Я спросил одного умного комиссара: «А кто такой буржуй, по-вашему?» Он ответил: «Кто чисто одет».

 

Деревня Тюбилки взяла ночью все сено у деревни Горки. В Тюбилке сто двадцать мужиков, а в Горках тридцать.

Я говорю Дарье, которая из Тюбилок, и муж ее солидный, бывший солдат:

— Что же это вы делаете? Ведь теперь без сена к осени весь скот падет не емши в Горках.

— Вестимо, падет, — отвечает она.

— Да как же вы это? Неужто и муж твой брал?

— А чего ж, все берут.

— Так как же, ведь вы же соседи, такие же крестьяне. Ведь и дети там помрут. Как же жить так?

— Чего ж… Вестимо, все помрут.

Я растерялся, не знал, что и сказать:

— Ведь это же нехорошо, пойми, Дарья.

— Чего хорошего. Что уж тут… — отвечает она.

— Так зачем же вы так.

— Ну, на вот, поди… Все так.

 

Что бы кто ни говорил, а говорили очень много, нельзя было сказать никому, что то, что он говорит, неверно. Сказать этого было нельзя. Надо было говорить: «Да, верно». Говорить «нет» было нельзя — смерть. И эти люди через каждое слово говорили: «Свобода». Как странно.

 

Один латыш, бывший садовник-агроном Штюрме, был комиссар в Переяславле. Говорил мне:

— На днях я на одной мельнице нашел сорок тысяч денег у мельника.

— Где нашли? — спросил я.

— В сундуке у него. Подумайте, какой жулик. Эксплуататор. Я у него деньги, конечно, реквизировал и купил себе мотоциклетку. Деньги народные ведь.

— Что же вы их не отдали тем, кого он эксплуатировал? — сказал я. Он удивился:

— Где же их найдешь. И кому отдашь. Это нельзя… запрещено… Это будет развращение народных масс. За это мы расстреливаем.

 

Больше всего любили делать обыски. Хорошее дело, и украсть можно кое-что при обыске. Вид был у всех важный, деловой, серьезный. Но если находили съестное, то тотчас же ели и уже добрее говорили:

— Нельзя же, товарищ, сверх нормы продукт держать. Понимать надо. Жрать любите боле других.

 

При обыске у моего знакомого нашли бутылку водки. Её схватили и кричали на него: «За это, товарищ, к стенке поставим». И тут же стали её распивать. Но оказалась в бутылке вода. Какая разразилась брань… Власти так озлились, что арестовали знакомого и увезли. Он долго просидел.

- Задание: Напишите продолжение отрывка о комиссарах и обысках, начиная сразу после его последнего предложения.

- Собранные данные:
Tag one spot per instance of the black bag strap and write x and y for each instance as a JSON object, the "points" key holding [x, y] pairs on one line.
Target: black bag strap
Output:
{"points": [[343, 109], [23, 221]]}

- Ответ:
Коммунисты в доме Троцкого получали много пищевых продуктов: ветчину, рыбу, икру, сахар, конфеты, шоколад. Зернистую икру они ели деревянными ложками по килограмму и больше каждый. Говорили при этом:

— Эти сволочи, буржуи, любят икру.

 

Весь русский бунт был против власти, людей распоряжающихся, начальствующих, но бунтующие люди были полны любоначалия: такого начальствующего тона, такой надменности я никогда не слыхал и не видал в другое время. Это было какое-то сладострастие начальствовать и только начальствовать.

 

Тенор Собинов, всегда протестовавший против директора Императорских театров Теляковского, сам сделался директором Большого оперного театра. Сейчас же заказал мне писать с него портрет в серьезной позе. Портрет взял себе, не заплатив мне ничего. Ясно, что я подчиненный и должен работать для директора. Просто и правильно.

 

Ехал в вагоне сапожник и говорил соседям:

— Теперь сапожки-то, чего стоят. Принеси мне триста тысяч, да в ногах у меня поваляйся — сошью, а то и нет. Во как нынче.

 

На рынке в углу Сухаревой площади лежала огромная куча книг, и их продавал какой-то солдат. Стоял парень и смотрел на кучу книг. Солдат:

— Купи вот Пушкина.

— А чего это?

— Сочинитель первый сорт.

— А чего, а косить он умел?

— Нет… Чего косить… Сочинитель.

— Так на кой он мне ляд.

— А вот тебе Толстой. Этот, брат, пахал, косил, чего хочешь.

Парень купил три книги и, отойдя, вырвал лист для раскурки.

 

Староста-ученик, крестьянин, говорил на собрании:

— Вот мастер придет в мастерскую, говорит все, что хочет, и уйдет, а жалованье получает. А что из этого? Положите мне жалованье, я тоже буду говорить, еще больше его.

Ученики ему аплодировали, мастера молчали.

 

В Школу живописи в Москве вошли новые профессора и постановили: отменить прежнее название. Преподавателей называть мастерами, а учеников подмастерьями, чтобы больше было похоже на завод или фабрику. Самые новые преподаватели оделись, как мастера, надели черные картузы, жилеты, застегнутые пуговицами до горла, как у разносчиков, штаны убрали в высокие сапоги, все новое. Действительно, были похожи на каких-то заводских мастеров.

 

Я увидел, как профессор Машков доставал носовой платок. Говорю ему:

— Это не годится. Нужно сморкаться в руку наотмашь, а платки — это уж надо оставить.

Он свирепо посмотрел на меня.

 

Был жетон: «Да укрепится свобода и справедливость на Руси».

 

Я получил бланк. Бланк этот был напечатан после долгих и многих обсуждений Всерабиса (Всесоюзный профессиональный союз работников искусств). В графах бланка значилось:

Размер.

Какой материал.

Холст, краски, стоимость его.

Время потраченного труда.

Подпись автора.

Цена произведения определялась отделом Всерабиса.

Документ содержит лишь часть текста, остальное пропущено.